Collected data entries
- - -

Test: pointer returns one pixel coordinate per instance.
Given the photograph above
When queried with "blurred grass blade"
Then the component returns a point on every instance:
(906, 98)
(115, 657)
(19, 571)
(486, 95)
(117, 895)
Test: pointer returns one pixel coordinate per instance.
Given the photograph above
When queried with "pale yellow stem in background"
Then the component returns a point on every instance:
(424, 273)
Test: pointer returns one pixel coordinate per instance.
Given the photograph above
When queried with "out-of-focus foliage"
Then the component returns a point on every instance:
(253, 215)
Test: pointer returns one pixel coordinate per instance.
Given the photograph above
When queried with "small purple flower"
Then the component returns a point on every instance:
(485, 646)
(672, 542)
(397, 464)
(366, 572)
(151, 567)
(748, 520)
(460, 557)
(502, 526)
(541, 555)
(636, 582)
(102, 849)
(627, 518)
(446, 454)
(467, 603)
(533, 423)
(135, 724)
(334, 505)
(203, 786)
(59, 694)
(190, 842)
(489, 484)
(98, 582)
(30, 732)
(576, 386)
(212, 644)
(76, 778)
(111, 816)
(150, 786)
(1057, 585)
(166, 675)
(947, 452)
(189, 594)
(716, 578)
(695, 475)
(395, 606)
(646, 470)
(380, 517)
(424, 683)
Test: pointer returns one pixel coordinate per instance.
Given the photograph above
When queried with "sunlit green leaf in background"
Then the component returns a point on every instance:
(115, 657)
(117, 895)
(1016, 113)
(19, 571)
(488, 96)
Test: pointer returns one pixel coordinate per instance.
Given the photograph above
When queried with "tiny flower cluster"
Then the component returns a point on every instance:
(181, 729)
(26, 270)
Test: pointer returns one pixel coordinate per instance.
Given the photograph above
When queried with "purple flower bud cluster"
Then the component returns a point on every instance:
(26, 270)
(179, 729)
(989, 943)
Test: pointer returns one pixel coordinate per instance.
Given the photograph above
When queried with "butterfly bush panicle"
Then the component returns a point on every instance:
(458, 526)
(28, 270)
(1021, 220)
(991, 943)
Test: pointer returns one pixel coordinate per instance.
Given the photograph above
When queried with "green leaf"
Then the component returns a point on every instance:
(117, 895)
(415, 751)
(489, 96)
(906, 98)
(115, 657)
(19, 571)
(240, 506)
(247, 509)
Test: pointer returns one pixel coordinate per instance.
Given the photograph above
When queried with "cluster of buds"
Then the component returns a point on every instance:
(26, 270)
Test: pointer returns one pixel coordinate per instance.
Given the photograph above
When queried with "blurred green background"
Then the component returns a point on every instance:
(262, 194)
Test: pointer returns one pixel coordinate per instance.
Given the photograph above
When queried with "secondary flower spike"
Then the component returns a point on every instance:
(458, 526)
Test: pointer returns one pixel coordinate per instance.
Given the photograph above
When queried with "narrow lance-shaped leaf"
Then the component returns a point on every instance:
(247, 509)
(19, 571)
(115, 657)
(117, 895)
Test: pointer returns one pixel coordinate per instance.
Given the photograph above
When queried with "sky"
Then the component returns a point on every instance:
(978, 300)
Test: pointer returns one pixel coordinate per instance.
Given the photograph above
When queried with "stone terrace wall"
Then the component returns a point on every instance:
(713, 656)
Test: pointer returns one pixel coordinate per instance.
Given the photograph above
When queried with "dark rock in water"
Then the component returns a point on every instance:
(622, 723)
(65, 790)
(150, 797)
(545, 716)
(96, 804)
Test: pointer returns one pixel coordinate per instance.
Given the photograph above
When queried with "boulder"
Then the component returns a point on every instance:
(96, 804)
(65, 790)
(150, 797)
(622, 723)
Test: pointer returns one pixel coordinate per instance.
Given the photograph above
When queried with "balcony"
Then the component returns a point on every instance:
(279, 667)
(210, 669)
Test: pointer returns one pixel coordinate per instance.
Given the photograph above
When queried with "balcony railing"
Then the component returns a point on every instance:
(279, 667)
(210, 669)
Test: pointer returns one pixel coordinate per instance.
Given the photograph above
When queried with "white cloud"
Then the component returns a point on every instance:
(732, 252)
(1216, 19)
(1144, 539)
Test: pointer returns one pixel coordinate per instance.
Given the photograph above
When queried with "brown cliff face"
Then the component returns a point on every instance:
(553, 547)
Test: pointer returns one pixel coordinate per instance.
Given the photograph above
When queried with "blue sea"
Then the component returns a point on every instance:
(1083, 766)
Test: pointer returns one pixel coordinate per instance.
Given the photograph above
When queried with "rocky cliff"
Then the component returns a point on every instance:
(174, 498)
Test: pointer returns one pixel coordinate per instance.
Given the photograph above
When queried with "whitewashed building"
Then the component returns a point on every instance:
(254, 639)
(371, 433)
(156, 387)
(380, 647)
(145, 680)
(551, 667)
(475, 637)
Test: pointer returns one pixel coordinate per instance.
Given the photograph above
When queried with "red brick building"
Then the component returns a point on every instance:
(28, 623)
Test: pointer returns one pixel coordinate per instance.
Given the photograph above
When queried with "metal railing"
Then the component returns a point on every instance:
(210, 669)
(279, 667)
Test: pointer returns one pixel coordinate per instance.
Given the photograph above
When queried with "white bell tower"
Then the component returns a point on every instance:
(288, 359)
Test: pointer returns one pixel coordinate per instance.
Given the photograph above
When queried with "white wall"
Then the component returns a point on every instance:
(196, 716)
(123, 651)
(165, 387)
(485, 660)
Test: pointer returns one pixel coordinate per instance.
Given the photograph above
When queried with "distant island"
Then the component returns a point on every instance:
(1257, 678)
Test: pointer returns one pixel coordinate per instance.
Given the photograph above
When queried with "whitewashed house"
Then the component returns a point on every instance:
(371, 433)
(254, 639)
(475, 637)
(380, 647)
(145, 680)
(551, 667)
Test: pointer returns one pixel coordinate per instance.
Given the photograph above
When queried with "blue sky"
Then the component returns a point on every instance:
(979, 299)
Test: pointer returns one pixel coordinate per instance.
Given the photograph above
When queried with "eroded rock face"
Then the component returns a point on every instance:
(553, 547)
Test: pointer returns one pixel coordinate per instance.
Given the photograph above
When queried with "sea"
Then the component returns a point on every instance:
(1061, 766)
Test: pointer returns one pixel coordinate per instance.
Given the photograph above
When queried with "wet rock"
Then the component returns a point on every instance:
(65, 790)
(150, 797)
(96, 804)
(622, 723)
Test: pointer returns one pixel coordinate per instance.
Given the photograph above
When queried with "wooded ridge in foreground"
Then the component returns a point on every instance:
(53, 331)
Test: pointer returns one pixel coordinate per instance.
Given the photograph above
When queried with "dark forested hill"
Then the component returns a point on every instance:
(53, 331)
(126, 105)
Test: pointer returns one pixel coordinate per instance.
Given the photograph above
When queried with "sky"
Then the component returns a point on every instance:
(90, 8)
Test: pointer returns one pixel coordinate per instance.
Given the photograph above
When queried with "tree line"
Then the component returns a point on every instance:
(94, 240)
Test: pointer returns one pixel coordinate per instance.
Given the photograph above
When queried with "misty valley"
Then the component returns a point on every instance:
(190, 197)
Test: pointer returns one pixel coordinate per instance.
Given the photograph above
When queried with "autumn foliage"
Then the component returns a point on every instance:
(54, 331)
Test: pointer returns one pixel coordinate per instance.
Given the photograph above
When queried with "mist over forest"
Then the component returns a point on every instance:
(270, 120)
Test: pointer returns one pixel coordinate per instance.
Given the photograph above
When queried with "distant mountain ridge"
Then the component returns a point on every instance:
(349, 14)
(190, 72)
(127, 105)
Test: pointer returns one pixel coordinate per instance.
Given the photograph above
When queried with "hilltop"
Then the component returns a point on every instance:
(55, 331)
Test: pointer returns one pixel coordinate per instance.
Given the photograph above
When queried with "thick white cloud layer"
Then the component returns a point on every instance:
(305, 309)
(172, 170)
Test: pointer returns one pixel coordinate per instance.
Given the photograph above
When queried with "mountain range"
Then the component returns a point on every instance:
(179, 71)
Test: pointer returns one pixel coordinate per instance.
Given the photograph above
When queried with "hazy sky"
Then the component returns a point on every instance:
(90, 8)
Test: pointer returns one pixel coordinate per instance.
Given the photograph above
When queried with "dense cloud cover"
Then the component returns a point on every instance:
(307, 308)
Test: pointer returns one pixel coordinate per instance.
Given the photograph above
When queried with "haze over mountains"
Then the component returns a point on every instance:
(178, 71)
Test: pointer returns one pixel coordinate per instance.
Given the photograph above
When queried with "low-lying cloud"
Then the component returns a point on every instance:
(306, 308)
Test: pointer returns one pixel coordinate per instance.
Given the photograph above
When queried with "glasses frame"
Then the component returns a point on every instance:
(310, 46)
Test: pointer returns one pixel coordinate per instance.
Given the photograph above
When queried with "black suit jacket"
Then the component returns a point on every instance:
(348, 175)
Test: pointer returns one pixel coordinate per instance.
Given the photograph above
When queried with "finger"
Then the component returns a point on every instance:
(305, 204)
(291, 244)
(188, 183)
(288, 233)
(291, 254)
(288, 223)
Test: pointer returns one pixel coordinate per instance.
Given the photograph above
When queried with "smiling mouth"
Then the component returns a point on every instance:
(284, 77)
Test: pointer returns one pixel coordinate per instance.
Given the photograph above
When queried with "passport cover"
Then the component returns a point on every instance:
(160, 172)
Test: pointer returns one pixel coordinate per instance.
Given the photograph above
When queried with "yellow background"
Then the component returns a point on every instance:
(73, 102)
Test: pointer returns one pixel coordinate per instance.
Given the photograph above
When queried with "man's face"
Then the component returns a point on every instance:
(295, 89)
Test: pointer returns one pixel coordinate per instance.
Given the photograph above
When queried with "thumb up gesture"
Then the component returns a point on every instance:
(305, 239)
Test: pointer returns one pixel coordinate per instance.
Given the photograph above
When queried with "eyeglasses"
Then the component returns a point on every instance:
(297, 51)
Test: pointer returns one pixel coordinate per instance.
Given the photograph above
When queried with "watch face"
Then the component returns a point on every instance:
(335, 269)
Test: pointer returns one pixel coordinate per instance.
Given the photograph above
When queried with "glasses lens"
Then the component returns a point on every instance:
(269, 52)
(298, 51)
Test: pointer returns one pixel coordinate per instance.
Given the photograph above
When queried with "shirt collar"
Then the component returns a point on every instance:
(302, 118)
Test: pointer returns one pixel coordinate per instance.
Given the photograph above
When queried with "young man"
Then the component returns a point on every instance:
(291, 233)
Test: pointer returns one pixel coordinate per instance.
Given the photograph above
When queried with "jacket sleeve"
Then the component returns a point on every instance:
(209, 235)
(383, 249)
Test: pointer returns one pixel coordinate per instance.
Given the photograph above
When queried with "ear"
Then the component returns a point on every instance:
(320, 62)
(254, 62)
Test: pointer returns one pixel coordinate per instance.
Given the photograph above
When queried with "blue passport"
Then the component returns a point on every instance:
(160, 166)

- - -

[What the task requires] Scan the records above for the string "dark", and copy every line where it turns up.

[Expected answer]
When queried with "dark rock in water"
When queried with "dark forested hill"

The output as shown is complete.